(GIVEN EXERCISE A)
Answer these questions about the text on photographing performers:
(i) What kind of lines impart energy?
(ii) Which instruments are naturally suited to those lines?
(iii) What can you do during promising moments to improve your odds of a good image?

(TEXT SEGMENT)
******************************

Watch for posture. A performer leaning into or away from the instrument (or another performer) conveys energy and emotion. Watch for facial expression. Nothing says "fun" like a big grin and wide-open eyes. And the eyes: sometimes it's difficult to photograph the eyes well, and you just have to set up your shot and wait for "big eyes" with your finger on the shutter release. Look for a situation and position that's likely to put highlights in the eyes.

If you're allowed to move close, put the wide-angle on and use the lines of instruments to advantage. Diagonal lines impart energy. Guitars are naturally suited to this, but you can compose horns and other instruments for diagonal impact. Often, you can use instruments to create leading lines to the performers, and the short lenses can sometimes enhance the effect.

Plan on making a lot of exposures to get a few good images. If the action is fast, you may need to get lucky. But you can improve your odds during promising moments by firing off several frames in rapid succession. Perhaps one will have catchlights in the eyes and the smile that says "oh, yeah!"

******************************

(DATA SECTION)
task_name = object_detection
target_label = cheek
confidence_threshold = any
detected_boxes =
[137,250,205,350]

******************************

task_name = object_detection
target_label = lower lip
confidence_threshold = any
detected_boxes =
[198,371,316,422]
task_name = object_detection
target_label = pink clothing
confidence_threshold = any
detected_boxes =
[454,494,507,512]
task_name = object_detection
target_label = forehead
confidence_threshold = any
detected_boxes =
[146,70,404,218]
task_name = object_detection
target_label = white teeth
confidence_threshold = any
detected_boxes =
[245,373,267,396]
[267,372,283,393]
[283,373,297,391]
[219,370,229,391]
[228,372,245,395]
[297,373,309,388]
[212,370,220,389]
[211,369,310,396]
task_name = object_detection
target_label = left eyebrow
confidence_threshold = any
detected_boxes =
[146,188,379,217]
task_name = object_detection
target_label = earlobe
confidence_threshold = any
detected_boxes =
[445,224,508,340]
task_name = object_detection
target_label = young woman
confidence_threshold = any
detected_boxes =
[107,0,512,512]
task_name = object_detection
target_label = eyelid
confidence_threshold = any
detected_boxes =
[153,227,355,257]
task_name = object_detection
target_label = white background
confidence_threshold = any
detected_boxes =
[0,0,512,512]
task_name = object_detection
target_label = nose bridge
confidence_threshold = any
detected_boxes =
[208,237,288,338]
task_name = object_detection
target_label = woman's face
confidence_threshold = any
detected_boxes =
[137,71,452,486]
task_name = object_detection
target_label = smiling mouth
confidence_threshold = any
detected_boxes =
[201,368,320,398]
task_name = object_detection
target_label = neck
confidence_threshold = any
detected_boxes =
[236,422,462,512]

******************************

(GIVEN EXERCISE B) Report how many lines in the records contain the word "white". Case counts. Give only the number.

(EXERCISE SOLUTION A)
(i) Diagonal lines.
(ii) Guitars.
(iii) Fire off several frames in rapid succession.

(EXERCISE SOLUTION B) 2